The first stage of CTS is the synthesis by the command *clock\_opt -only\_cts* -*no\_clock\_route* which will synthesize the clock tree but without routing so it has faster runtime. The second stage is optimization using the command *clock\_opt* -*only\_psyn -no\_clock\_route*. The designer might consider focusing on fixing hold violations by the command *set\_fix\_hold [all\_clocks]*. The third stage is Clock Tree routing by using *route\_group -all\_clock\_nets*. Also optimization can be done with *clock\_opt -only\_psyn -congestion*. Timing and congestion analyses are made between the stages to ensure the target is achieved.

# 4.7 Routing

Routing of signal nets is done after CTS. Before the routing stage, Spare cells should be added to the design using the command *insert\_spare\_cells -lib\_cell {NOR2\_X4 NAND2\_X4}*. Spare cells are used with ECO to provide new functions to a design that exhibits post-production problems. If not used, they are tied to VDD or VSS to help avoid electrostatic discharge, ground, or power bounce. The command *check\_routeability* is then used to check the design is ready to be routed.

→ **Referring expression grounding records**
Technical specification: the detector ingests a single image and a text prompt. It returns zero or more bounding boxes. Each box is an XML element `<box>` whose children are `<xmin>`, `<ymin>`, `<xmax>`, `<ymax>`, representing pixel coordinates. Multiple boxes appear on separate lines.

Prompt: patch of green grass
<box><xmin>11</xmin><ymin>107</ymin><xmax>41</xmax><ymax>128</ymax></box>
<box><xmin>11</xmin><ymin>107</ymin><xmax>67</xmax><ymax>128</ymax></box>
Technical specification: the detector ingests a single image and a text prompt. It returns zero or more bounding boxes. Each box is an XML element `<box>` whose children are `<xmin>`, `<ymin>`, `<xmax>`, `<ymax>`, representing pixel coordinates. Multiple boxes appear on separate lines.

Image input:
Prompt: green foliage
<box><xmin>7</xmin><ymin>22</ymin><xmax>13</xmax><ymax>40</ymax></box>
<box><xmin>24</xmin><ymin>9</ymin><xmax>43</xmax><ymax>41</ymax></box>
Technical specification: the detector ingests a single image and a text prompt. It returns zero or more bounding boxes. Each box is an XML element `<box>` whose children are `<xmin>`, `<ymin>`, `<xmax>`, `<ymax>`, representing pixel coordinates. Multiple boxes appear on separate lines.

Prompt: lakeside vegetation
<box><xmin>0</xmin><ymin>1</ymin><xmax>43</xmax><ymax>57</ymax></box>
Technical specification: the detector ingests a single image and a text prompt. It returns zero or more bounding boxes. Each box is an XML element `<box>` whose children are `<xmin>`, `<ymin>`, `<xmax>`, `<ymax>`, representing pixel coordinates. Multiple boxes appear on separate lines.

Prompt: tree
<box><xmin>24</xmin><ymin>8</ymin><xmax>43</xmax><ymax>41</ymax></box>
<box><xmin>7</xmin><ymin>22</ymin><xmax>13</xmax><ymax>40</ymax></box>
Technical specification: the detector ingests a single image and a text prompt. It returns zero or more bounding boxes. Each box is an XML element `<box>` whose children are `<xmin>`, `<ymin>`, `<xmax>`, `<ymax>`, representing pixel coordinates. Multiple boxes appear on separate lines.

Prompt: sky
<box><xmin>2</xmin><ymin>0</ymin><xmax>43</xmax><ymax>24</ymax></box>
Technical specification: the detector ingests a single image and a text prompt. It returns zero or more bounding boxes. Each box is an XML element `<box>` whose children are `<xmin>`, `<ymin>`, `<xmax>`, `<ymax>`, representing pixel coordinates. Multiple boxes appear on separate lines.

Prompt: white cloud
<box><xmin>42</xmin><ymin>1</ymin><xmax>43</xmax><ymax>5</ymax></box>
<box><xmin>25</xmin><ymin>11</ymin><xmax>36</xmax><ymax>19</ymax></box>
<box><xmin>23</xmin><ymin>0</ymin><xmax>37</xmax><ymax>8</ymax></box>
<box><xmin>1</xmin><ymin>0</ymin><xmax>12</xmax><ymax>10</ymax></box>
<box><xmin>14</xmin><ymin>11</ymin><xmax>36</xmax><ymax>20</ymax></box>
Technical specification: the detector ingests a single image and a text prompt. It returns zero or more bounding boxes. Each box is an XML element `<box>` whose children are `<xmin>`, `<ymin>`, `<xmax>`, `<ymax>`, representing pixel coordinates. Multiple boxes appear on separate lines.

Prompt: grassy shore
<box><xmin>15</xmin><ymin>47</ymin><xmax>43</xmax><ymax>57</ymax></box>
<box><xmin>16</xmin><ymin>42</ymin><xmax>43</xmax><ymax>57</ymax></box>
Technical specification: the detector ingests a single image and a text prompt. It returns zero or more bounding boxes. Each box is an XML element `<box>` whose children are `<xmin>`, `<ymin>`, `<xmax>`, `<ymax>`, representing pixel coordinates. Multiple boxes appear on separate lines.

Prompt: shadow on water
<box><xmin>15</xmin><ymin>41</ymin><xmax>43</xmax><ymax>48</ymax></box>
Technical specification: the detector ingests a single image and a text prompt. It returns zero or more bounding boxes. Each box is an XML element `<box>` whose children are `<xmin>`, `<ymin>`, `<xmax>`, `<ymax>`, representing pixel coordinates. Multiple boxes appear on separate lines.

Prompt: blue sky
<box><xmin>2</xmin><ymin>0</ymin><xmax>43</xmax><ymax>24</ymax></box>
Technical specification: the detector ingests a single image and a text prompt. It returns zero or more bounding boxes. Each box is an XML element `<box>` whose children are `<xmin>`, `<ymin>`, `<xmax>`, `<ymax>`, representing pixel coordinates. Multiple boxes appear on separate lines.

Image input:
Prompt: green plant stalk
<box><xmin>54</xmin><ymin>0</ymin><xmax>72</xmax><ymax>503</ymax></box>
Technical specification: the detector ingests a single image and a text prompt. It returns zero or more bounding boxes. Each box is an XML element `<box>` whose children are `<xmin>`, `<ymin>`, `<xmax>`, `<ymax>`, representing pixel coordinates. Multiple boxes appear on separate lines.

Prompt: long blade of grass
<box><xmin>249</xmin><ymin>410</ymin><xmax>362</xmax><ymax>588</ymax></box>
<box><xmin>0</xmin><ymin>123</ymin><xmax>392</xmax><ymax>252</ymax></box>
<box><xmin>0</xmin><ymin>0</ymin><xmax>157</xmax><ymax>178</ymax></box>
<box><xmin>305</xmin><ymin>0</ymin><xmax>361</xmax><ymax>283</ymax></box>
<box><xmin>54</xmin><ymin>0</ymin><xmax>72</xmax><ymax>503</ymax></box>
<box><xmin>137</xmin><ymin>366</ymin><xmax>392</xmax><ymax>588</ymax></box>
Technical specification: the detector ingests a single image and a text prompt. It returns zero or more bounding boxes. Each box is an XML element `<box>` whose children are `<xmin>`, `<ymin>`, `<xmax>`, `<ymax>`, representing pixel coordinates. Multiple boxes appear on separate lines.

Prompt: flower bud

→ **Task directions**
Rewrite the routing section, starting with "Routing of signal" and going on through "to be routed.", with "manufacturing defects" in place of "post-production problems". The records have nothing to do with this work.

→ **Exercise answer**
Routing of signal nets is done after CTS. Before the routing stage, Spare cells should be added to the design using the command *insert\_spare\_cells -lib\_cell {NOR2\_X4 NAND2\_X4}*. Spare cells are used with ECO to provide new functions to a design that exhibits manufacturing defects. If not used, they are tied to VDD or VSS to help avoid electrostatic discharge, ground, or power bounce. The command *check\_routeability* is then used to check the design is ready to be routed.